WHAT NEEDS TO BE DONE
Retype all of the data. Every line must match exactly.

── RECORDS FOR THE EXERCISE ──

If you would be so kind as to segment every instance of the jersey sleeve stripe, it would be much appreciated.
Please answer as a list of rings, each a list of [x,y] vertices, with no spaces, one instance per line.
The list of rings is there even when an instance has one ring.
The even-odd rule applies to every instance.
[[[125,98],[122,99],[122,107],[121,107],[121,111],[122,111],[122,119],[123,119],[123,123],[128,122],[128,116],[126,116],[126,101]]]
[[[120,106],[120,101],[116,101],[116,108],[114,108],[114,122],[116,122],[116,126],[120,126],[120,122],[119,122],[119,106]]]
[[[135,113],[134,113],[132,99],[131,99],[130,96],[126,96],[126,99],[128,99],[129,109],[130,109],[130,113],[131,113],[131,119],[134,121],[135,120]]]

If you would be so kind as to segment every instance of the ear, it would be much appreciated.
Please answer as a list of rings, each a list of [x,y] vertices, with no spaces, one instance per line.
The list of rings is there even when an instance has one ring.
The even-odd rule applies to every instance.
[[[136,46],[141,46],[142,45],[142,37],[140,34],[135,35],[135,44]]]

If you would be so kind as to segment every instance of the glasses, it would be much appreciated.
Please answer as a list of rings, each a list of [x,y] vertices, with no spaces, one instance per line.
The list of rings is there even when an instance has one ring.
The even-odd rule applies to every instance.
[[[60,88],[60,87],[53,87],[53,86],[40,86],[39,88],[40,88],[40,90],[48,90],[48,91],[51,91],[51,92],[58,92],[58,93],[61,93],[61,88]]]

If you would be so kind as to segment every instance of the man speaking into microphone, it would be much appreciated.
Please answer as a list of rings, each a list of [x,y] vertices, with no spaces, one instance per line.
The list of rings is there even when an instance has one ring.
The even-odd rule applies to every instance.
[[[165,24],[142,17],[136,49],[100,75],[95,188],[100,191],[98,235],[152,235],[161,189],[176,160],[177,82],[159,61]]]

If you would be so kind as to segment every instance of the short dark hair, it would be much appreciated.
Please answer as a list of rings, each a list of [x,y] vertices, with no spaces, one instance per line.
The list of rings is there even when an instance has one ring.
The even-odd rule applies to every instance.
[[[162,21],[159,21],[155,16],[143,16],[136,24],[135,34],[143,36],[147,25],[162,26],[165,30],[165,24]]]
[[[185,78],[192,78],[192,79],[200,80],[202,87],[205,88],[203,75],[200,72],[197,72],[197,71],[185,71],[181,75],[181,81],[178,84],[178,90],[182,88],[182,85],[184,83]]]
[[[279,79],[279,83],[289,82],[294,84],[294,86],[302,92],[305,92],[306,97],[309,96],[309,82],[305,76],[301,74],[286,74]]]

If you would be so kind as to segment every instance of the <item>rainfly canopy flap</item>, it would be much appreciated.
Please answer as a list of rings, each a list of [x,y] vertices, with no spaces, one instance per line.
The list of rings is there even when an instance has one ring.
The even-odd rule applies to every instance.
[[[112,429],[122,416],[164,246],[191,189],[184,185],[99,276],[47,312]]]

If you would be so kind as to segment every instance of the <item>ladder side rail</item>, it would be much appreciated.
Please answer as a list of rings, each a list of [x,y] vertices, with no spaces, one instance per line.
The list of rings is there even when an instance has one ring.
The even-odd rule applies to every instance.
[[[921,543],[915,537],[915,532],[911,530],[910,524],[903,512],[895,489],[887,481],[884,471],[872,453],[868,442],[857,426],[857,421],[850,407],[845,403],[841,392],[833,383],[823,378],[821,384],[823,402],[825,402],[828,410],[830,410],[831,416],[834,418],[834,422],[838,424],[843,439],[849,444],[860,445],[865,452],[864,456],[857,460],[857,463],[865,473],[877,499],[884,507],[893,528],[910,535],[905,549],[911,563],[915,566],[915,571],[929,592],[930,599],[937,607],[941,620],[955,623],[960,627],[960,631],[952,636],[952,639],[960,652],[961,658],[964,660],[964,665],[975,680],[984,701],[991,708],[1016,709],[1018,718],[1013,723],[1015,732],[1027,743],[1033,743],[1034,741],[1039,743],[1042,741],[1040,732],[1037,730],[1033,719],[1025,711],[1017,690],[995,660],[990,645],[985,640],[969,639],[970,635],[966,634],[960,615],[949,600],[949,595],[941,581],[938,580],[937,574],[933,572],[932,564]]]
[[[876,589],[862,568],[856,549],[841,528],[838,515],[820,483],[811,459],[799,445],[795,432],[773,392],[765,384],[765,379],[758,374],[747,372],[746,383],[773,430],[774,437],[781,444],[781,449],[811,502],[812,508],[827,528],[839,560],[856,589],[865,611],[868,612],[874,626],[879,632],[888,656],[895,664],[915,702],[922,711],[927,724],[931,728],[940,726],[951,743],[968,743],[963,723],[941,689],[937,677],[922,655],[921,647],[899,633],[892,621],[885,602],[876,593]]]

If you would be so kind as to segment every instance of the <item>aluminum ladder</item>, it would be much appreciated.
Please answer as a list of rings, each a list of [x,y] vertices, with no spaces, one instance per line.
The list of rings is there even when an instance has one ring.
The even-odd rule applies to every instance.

───

SOLUTION TO THE EXERCISE
If you would be so kind as to segment every instance of the jersey sleeve stripe, it would be much appreciated.
Please answer as a list of rings, each a list of [x,y] vertices, with no spaces, one instance per line.
The list of rings is there even when an instance has one ring.
The even-odd rule applies to every instance.
[[[125,98],[122,99],[122,107],[121,107],[121,111],[122,111],[122,119],[123,119],[123,123],[128,122],[128,116],[126,116],[126,101]]]
[[[120,106],[120,101],[116,101],[116,108],[114,108],[114,122],[116,122],[116,126],[120,126],[120,122],[119,122],[119,106]]]
[[[135,113],[134,113],[132,99],[131,99],[130,96],[126,96],[126,99],[128,99],[129,109],[130,109],[130,113],[131,113],[131,119],[134,121],[135,120]]]

If you would be so kind as to segment every instance of the ear, it would be much appreciated.
Please answer as a list of rings, each a list of [x,y] vertices, with no spaces, one instance per line.
The list of rings is there even when an instance has one ring.
The even-odd rule applies to every instance.
[[[136,46],[141,46],[142,45],[142,37],[140,34],[135,35],[135,44]]]

If you would be so kind as to segment every instance of the glasses, it would be much appreciated.
Please answer as a list of rings, each a list of [x,y] vertices, with no spaces, one instance per line.
The list of rings is there even when an instance has one ring.
The even-odd rule applies to every instance.
[[[60,88],[60,87],[53,87],[53,86],[40,86],[39,88],[40,88],[40,90],[48,90],[48,91],[51,91],[51,92],[58,92],[58,93],[61,93],[61,88]]]

If you would be so kind as to segment every instance of the man speaking into microphone, it would be much appreciated.
Please answer as a list of rings, each a list of [x,y] vertices, with no spaces, one instance per line.
The list of rings is there even when an instance has one ring.
The even-odd rule applies to every instance.
[[[165,24],[142,17],[136,49],[100,75],[95,188],[100,191],[98,235],[152,235],[161,189],[176,160],[177,82],[159,61]]]

If you would be so kind as to segment every instance of the short dark hair, it would be much appreciated.
Please answer as a list of rings, each a list of [x,y] vertices, with no spaces, one instance per line.
The list of rings is there even when an instance has one ring.
The even-odd rule applies to every instance.
[[[162,21],[159,21],[155,16],[143,16],[136,24],[135,34],[143,36],[147,25],[162,26],[165,30],[165,24]]]
[[[185,78],[192,78],[192,79],[200,80],[202,87],[205,88],[203,75],[200,72],[197,72],[197,71],[185,71],[181,75],[181,81],[178,84],[178,90],[182,88],[182,85],[184,83]]]
[[[279,79],[279,83],[289,82],[294,84],[294,86],[302,92],[305,92],[306,97],[309,96],[309,82],[305,76],[301,74],[286,74]]]

If you would be so kind as to segment every instance of the <item>rainfly canopy flap</item>, it would be much appreciated.
Please answer as a list of rings, each a list of [x,y] vertices, with no spaces, one instance per line.
The list of rings is there even when an instance has one ring.
The even-odd rule applies to every instance.
[[[112,429],[122,416],[164,246],[191,189],[184,185],[99,276],[47,312]]]

If you would be so kind as to segment every instance of the <item>ladder side rail</item>, it would be much appreciated.
Please answer as a list of rings, each a list of [x,y] vertices, with no spaces, one instance per line.
The list of rings is there even when an instance has one ring.
The even-odd rule applies to every instance.
[[[921,543],[915,537],[915,532],[911,530],[910,524],[903,512],[895,489],[887,481],[884,471],[872,453],[868,442],[857,426],[857,421],[850,407],[845,403],[841,392],[833,383],[823,378],[821,384],[823,402],[825,402],[828,410],[830,410],[831,416],[834,418],[834,422],[838,424],[843,439],[849,444],[860,445],[865,452],[864,456],[857,460],[857,463],[865,473],[877,499],[884,507],[893,528],[910,535],[905,549],[911,563],[915,566],[915,571],[929,592],[930,599],[937,607],[941,620],[955,623],[960,627],[960,631],[952,636],[952,639],[960,652],[961,658],[964,660],[964,665],[975,680],[984,701],[991,708],[1016,709],[1018,718],[1013,723],[1015,732],[1027,743],[1033,743],[1034,741],[1039,743],[1042,741],[1040,732],[1037,730],[1033,719],[1025,711],[1017,690],[995,660],[990,645],[985,640],[969,639],[970,635],[966,634],[960,615],[949,600],[949,595],[941,581],[938,580],[937,574],[933,572],[932,564]]]
[[[876,589],[862,568],[856,549],[841,528],[838,515],[820,483],[811,459],[799,445],[795,432],[773,392],[765,384],[765,379],[758,374],[747,372],[746,383],[773,430],[774,437],[781,444],[781,449],[811,502],[812,508],[827,528],[839,560],[856,589],[865,611],[868,612],[874,626],[879,632],[888,656],[895,664],[915,702],[922,711],[927,724],[931,728],[940,726],[951,743],[968,743],[963,723],[941,689],[937,677],[922,655],[921,647],[899,633],[892,621],[885,602],[876,593]]]

If you would be so kind as to segment every instance of the <item>aluminum ladder</item>, it would be much appreciated.
Please answer as a list of rings, each a list of [x,y] vertices, with no spaces, one instance per line.
The list of rings is there even when an instance has one ring.
The even-odd rule applies to every instance.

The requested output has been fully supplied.